[Selection]:
__________________________________________________

You wouldn't think they had so much menace stored up in them. Penn, dark- haired and boyish, digs into his salad with an unmistakable air of triumph. LaRose grins across his soup plate (the three of us are having brunch - one in an endless succession of meals that Penn and LaRose will no longer need to pay for). Genteel, fluent in several languages, possessed of shoulder- length honey-colored hair, LaRose is a bona fide Code Man - and is only just awakening to the fact that, from now on, he and Penn will not only be published authors, they will be every Cat-Woman's idea of caviar. "This," says LaRose in a sandy undertone, "has knocked us completely ass-over-teacups."
With The Code, Penn and LaRose seek to undo the damage that has been done to the American male ego since this summer, when a marriage-minded female strategy manual called The Rules: Time-tested Secrets for Capturing the Heart of Mr Right, went supernova, arming American women with an arsenal of tactics to perplex the ring-buying sex. The Code, which will be zipped to bookstores in December, was written in 10 days this November. "We were up all night every night, but even at five in the morning we were still tittering in front of our computers," Penn reveals. "It's the most fun we'd ever been paid to have."
The book is no less than a declaration of a full-scale war of the sexes, proof that American men are resolved to break The Rules and restore women to their position of equal disadvantage in the dating game. Indeed, Penn and LaRose maintain that women ought to want to break The Rules as well. "That book portrays women as conniving and manipulative," LaRose sighs. "We were stupefied that it sold so well." They were not so stupefied, however, that they could not think up an obstreperous response to The Rules and write it down, on the double. "Our book may bring about a truce," Penn declares, then reconsiders. "Or maybe it will cause an escalation of tensions... but it's better for everybody," he concludes. It is, in any case, better for Penn and LaRose, who in the past three weeks have secured not only a book contract, but a movie deal, more than a million dollars and, presumably, podium space at speaking engagements for the rest of their lives.
The Rules and The Code are essentially primers of gender etiquette. When The Rules blasted on to the talk show circuit this summer, women everywhere snatched up the book as if their sex lives depended on it. Women who had wondered why they could get everything in the world they wanted except American men, at last knew why: they needed to change their M0. The mountain was going to have to stop pursuing Mohammed, and let Mohammed come to her instead, just like in the bad old days. Birds did it, bees did it, but women in the States didn't - unless they had a ring, or reasonable assurance of one, in view. American men were finally just where American women wanted them; desperate, panting, outside the door begging to be let in, arms laden with flowers.

__________________________________________________

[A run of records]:

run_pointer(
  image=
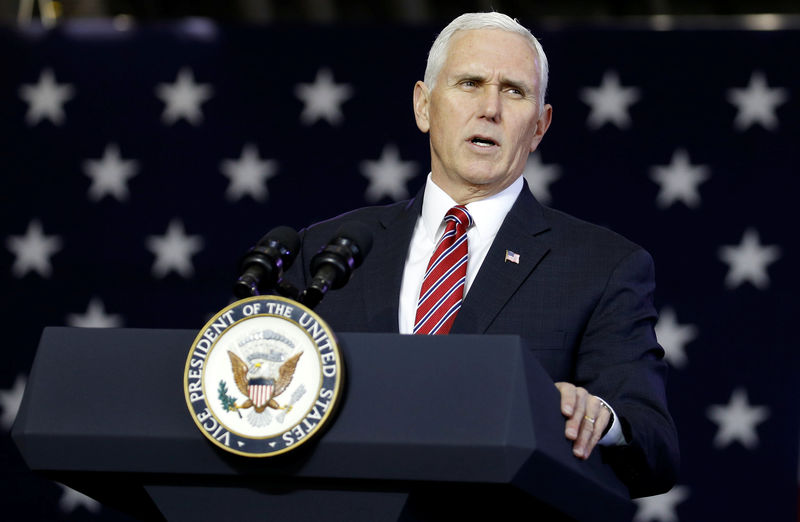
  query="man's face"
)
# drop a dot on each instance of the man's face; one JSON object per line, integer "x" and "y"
{"x": 482, "y": 114}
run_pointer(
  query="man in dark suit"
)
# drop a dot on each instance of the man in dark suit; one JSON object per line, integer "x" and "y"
{"x": 579, "y": 294}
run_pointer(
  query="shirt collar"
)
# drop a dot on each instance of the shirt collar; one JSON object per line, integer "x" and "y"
{"x": 487, "y": 214}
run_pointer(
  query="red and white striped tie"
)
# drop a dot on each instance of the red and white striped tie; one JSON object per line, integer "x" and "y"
{"x": 443, "y": 285}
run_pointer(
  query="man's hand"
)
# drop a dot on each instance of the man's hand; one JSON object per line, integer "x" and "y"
{"x": 586, "y": 415}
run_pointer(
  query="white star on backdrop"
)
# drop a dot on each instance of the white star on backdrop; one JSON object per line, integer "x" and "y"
{"x": 183, "y": 98}
{"x": 737, "y": 420}
{"x": 110, "y": 174}
{"x": 95, "y": 317}
{"x": 323, "y": 99}
{"x": 248, "y": 175}
{"x": 757, "y": 103}
{"x": 46, "y": 98}
{"x": 674, "y": 337}
{"x": 660, "y": 507}
{"x": 679, "y": 181}
{"x": 610, "y": 102}
{"x": 10, "y": 400}
{"x": 33, "y": 251}
{"x": 174, "y": 250}
{"x": 539, "y": 177}
{"x": 748, "y": 261}
{"x": 70, "y": 501}
{"x": 388, "y": 175}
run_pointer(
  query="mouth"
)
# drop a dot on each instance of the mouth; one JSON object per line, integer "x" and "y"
{"x": 483, "y": 141}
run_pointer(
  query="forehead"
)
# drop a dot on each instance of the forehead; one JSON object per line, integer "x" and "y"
{"x": 488, "y": 50}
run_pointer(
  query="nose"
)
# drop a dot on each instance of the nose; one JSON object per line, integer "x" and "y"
{"x": 491, "y": 103}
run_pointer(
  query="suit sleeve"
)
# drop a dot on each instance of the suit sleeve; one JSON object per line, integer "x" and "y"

__________________________________________________

[Directions]: Please write out the part of the article on The Code and The Rules between "The Rules and The" and "laden with flowers.", inclusive.

[Response to the task]:
The Rules and The Code are essentially primers of gender etiquette. When The Rules blasted on to the talk show circuit this summer, women everywhere snatched up the book as if their sex lives depended on it. Women who had wondered why they could get everything in the world they wanted except American men, at last knew why: they needed to change their M0. The mountain was going to have to stop pursuing Mohammed, and let Mohammed come to her instead, just like in the bad old days. Birds did it, bees did it, but women in the States didn't - unless they had a ring, or reasonable assurance of one, in view. American men were finally just where American women wanted them; desperate, panting, outside the door begging to be let in, arms laden with flowers.